### PROBLEM DETAILS
Format the rows below, from the line with "as in [432,4]." through the last row, as a two-column CSV with the headers text and answer. Give one CSV line per row, put each field in double quotes, and replace line breaks inside a field with spaces.

### PROVIDED DATA
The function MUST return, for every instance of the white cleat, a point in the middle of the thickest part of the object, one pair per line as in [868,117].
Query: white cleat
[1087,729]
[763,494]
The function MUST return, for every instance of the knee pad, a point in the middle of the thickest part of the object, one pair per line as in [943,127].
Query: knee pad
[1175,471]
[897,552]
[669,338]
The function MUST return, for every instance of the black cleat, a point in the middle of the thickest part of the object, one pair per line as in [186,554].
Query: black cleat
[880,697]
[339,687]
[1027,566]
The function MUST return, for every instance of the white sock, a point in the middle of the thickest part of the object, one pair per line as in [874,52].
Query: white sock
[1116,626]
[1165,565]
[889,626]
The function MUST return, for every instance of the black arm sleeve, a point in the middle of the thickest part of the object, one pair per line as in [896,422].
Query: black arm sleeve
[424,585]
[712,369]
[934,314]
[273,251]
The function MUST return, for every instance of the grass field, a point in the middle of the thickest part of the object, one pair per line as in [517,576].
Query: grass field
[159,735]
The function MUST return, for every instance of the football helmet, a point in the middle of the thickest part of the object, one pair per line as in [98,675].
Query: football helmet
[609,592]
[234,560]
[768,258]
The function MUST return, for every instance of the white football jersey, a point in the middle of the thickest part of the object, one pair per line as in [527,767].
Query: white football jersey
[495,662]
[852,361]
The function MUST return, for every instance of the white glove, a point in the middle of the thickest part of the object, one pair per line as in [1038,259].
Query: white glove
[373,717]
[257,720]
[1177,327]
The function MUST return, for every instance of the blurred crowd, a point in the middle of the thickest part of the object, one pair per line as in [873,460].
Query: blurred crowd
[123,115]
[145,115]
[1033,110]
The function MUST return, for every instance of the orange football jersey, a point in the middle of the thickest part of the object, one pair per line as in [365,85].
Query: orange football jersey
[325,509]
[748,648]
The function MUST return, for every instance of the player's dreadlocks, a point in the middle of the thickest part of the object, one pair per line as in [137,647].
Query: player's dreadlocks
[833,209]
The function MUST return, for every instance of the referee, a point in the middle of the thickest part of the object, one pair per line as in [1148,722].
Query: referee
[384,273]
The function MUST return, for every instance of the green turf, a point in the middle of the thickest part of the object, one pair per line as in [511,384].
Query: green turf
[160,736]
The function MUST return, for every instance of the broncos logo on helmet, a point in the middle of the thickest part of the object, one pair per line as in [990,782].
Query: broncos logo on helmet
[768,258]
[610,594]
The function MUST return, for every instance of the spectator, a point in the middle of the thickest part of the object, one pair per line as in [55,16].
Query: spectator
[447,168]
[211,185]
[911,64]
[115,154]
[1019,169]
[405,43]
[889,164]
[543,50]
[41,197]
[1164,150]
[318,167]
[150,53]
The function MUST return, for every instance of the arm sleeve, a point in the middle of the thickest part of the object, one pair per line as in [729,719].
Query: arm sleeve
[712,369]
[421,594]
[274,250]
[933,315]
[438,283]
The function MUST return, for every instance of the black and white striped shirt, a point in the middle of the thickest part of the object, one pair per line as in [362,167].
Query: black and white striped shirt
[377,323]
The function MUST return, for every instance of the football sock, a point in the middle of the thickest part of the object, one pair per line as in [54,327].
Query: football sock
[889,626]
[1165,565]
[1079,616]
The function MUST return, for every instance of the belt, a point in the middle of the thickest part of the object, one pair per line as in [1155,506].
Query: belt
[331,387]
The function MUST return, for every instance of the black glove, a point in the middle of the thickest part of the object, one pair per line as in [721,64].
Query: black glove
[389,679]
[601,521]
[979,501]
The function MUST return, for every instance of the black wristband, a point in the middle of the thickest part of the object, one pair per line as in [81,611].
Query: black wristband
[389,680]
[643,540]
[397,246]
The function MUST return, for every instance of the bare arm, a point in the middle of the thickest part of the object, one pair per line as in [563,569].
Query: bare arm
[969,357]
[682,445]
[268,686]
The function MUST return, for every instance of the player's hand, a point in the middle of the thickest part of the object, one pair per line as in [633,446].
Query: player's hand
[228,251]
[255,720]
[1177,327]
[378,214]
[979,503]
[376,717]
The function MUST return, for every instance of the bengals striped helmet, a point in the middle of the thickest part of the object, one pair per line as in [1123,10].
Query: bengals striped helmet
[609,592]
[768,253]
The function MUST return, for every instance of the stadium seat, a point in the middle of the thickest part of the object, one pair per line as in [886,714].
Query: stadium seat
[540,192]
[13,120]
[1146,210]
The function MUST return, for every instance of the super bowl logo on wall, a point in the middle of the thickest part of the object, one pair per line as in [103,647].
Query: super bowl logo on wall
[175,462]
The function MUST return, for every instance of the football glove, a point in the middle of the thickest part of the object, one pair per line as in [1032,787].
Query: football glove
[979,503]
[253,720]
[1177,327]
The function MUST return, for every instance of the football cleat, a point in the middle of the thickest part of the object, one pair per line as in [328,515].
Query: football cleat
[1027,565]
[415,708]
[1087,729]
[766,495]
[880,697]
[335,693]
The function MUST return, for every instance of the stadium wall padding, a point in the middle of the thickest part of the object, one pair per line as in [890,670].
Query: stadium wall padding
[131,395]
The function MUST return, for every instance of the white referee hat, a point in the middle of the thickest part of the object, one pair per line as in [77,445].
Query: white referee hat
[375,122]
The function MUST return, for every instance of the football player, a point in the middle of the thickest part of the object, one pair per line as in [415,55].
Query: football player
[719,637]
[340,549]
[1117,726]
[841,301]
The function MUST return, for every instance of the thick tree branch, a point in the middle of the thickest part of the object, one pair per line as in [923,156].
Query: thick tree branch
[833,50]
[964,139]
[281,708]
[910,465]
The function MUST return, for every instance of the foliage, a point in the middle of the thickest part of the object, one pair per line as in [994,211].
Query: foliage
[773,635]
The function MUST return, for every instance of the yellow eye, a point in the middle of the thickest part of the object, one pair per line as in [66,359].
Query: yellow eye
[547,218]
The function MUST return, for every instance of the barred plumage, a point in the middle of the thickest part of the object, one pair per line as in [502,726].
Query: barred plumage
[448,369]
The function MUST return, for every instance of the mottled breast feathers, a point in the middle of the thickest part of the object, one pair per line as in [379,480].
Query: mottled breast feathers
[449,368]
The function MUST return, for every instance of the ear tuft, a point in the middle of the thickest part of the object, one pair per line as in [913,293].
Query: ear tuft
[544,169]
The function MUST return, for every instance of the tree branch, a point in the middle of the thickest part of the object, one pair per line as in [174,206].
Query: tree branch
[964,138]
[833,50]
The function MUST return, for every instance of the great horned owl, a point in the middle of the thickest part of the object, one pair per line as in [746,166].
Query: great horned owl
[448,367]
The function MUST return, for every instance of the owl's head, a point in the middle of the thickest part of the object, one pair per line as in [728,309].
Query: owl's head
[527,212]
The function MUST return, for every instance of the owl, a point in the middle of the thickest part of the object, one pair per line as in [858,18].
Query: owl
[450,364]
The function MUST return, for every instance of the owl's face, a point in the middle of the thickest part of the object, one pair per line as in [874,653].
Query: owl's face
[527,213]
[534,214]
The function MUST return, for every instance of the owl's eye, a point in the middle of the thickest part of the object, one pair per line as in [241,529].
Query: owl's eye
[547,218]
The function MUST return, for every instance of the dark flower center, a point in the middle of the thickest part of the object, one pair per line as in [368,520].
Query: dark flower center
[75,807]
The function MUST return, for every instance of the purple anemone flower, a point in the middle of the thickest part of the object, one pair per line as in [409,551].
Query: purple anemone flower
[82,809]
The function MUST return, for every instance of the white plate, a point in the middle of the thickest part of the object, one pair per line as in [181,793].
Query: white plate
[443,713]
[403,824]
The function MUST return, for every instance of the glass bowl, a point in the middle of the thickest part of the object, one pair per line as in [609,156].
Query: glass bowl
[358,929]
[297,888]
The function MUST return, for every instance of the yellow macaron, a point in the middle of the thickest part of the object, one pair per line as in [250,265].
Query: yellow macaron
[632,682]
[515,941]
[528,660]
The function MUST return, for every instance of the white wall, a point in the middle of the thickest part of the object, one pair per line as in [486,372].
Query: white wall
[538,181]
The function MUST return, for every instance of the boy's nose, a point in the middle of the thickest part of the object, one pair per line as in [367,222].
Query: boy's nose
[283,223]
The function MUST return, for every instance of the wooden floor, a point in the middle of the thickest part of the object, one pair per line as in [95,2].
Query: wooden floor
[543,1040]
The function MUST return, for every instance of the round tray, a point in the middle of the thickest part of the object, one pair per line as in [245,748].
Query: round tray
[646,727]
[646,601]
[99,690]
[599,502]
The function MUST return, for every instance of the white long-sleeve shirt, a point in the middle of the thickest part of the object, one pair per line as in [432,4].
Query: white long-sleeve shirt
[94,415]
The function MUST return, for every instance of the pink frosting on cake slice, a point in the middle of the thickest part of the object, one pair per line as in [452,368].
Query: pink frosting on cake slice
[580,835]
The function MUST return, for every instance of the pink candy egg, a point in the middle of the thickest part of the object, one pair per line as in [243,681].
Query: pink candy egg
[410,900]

### ANSWER TO THIS TASK
text,answer
"The function MUST return, for every instance of the white long-sleeve shirt, a point in the middle of the thickest part of the object, one pair per line as in [432,4]. Query: white long-sleeve shirt","[94,415]"
"The function MUST return, for every instance of the pink frosting on cake slice, a point in the middle of the thickest part of the object, one pair per line as in [452,368]. Query: pink frosting on cake slice","[580,835]"
"The function MUST return, for every instance of the pink candy egg, a point in the middle of the thickest part of the object, one pair per line as in [243,681]. Query: pink candy egg","[410,900]"